■ **What the task asks**
Please reproduce the final stretch of the listing below: the line that contains "[mask] outline spiny bract" and all lines after it, verbatim, with nothing else.

◇ ◇ ◇ ◇ ◇

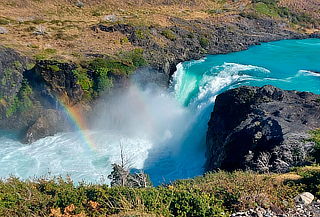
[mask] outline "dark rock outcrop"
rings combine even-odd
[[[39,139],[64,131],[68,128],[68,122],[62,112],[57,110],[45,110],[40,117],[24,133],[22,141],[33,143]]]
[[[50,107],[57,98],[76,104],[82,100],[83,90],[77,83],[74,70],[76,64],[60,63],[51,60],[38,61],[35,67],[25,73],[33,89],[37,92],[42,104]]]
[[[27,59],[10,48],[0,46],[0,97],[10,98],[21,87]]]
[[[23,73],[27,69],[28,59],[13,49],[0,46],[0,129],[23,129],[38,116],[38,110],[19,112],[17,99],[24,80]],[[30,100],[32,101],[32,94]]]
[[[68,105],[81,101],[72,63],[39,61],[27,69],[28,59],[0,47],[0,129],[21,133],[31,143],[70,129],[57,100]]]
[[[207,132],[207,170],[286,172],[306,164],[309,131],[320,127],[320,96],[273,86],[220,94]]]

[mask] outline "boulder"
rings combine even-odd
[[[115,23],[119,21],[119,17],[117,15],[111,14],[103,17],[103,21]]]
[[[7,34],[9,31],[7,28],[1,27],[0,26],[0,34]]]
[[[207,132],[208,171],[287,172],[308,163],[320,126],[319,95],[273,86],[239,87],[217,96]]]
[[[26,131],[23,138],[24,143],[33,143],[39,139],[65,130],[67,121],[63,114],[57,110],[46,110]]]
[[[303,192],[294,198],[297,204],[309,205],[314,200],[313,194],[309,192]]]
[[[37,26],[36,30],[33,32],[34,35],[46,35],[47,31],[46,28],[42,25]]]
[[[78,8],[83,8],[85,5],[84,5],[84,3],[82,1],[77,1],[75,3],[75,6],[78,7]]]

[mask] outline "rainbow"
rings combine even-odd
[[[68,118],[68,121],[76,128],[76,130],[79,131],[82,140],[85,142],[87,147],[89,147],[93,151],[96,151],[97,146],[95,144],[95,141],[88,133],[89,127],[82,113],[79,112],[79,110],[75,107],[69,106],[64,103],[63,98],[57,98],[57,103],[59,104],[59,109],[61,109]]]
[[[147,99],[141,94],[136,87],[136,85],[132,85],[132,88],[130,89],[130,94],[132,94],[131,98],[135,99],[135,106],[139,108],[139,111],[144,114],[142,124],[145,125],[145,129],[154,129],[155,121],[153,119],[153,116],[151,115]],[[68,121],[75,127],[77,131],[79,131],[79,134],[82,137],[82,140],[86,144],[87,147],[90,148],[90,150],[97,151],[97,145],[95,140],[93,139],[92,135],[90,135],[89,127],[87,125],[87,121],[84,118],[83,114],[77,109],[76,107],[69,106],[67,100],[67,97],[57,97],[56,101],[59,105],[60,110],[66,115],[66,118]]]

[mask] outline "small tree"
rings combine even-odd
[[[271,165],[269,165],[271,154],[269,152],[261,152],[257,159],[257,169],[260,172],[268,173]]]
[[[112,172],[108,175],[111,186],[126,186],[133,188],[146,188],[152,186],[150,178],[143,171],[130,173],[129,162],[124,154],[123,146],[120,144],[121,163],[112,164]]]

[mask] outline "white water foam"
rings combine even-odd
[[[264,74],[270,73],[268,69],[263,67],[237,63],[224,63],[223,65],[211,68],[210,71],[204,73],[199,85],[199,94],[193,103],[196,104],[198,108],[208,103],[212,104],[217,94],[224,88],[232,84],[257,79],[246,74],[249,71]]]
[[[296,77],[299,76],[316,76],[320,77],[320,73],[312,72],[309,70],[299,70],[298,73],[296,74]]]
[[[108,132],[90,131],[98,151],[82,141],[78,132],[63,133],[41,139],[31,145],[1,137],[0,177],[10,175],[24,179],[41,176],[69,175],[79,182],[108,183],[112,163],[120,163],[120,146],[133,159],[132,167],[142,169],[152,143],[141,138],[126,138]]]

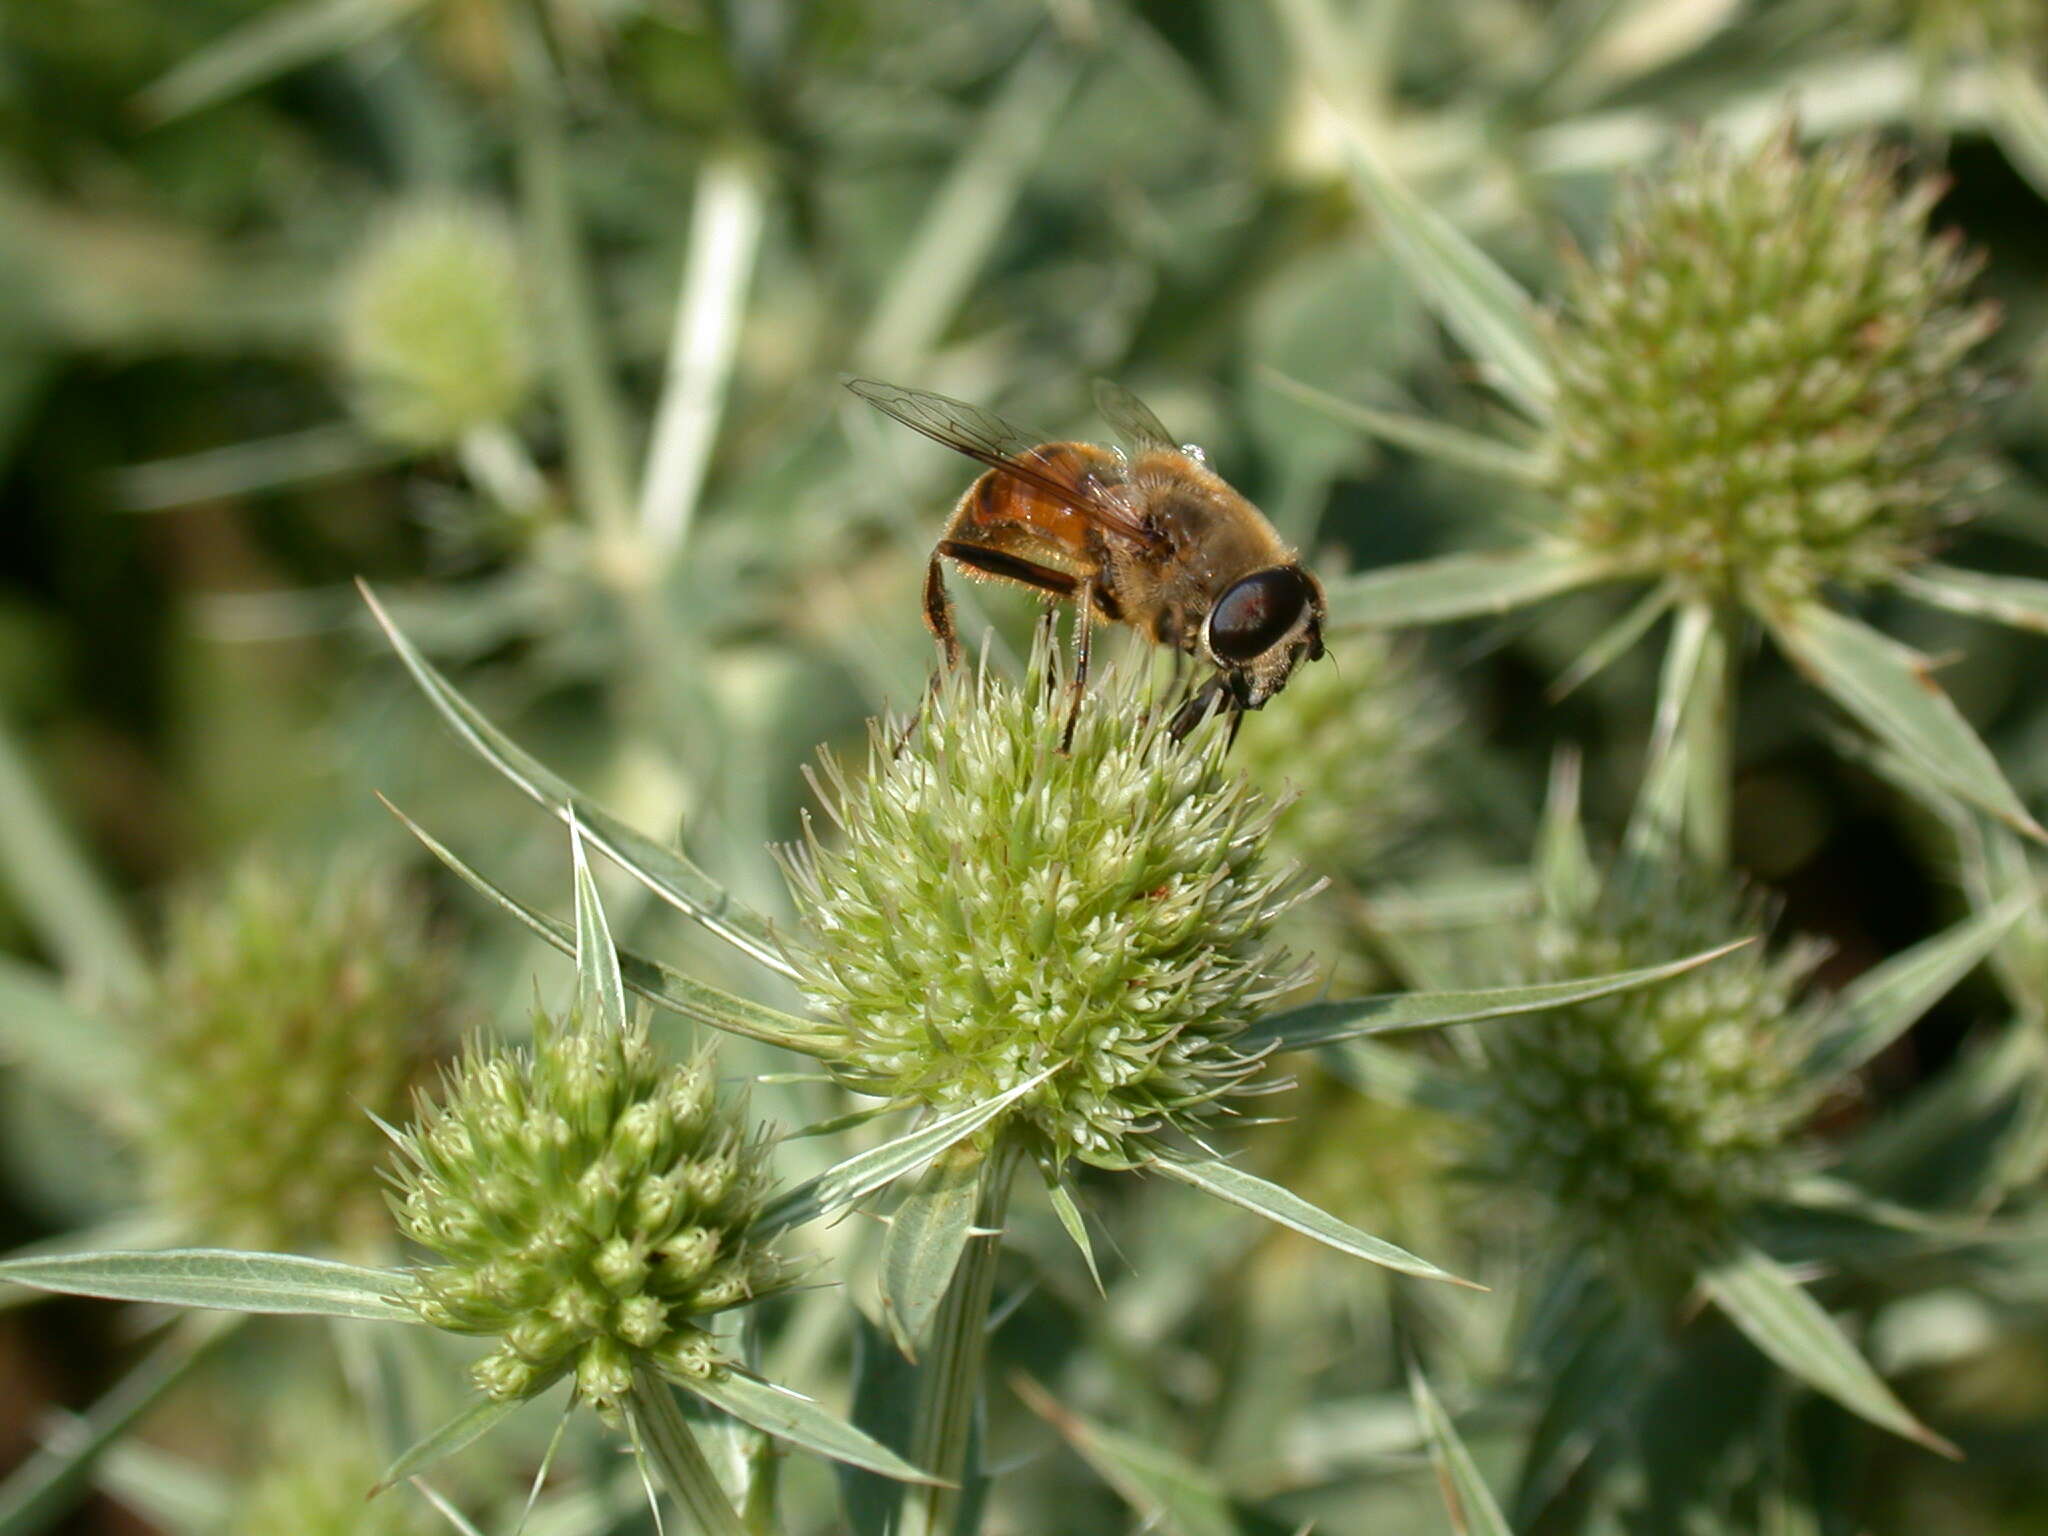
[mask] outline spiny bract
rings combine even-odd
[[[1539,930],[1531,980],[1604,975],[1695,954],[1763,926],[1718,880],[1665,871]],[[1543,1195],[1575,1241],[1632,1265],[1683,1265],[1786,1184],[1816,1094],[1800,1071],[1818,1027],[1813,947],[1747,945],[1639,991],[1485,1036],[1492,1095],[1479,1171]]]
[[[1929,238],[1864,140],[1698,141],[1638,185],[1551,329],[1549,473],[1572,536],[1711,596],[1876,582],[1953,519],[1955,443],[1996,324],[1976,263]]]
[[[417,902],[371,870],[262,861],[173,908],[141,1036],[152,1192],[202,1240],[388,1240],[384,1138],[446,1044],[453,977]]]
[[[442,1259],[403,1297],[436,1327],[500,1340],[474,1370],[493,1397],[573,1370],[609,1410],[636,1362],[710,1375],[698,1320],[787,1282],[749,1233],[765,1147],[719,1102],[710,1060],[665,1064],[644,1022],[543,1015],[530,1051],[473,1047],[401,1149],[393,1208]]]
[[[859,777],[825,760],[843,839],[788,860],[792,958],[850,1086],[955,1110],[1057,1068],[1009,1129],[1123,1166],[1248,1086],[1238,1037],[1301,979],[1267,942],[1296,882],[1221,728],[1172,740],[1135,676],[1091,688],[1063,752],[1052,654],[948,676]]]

◇ ◇ ◇ ◇ ◇

■ **Result for this exercise**
[mask] outline spiny bract
rings combine even-odd
[[[1539,930],[1531,980],[1604,975],[1695,954],[1763,926],[1718,880],[1665,871]],[[1543,1195],[1575,1241],[1632,1265],[1683,1265],[1786,1184],[1816,1094],[1800,1071],[1818,1027],[1813,947],[1747,945],[1639,991],[1485,1036],[1492,1095],[1479,1171]]]
[[[1929,238],[1864,140],[1698,141],[1638,185],[1551,329],[1549,473],[1572,536],[1711,596],[1876,582],[1953,519],[1955,443],[1996,324],[1976,263]]]
[[[417,902],[371,870],[262,861],[173,908],[141,1036],[152,1192],[202,1240],[388,1240],[384,1138],[446,1044],[453,977]]]
[[[442,1259],[403,1297],[436,1327],[500,1340],[474,1370],[493,1397],[573,1370],[609,1410],[636,1362],[710,1375],[698,1320],[787,1282],[749,1233],[765,1147],[719,1102],[710,1060],[665,1064],[644,1022],[543,1015],[530,1051],[473,1047],[401,1149],[393,1208]]]
[[[859,777],[825,760],[843,839],[788,860],[792,958],[850,1086],[955,1110],[1057,1068],[1009,1129],[1123,1166],[1248,1086],[1238,1037],[1301,979],[1267,942],[1296,882],[1221,728],[1172,740],[1135,676],[1091,688],[1063,752],[1052,654],[948,676]]]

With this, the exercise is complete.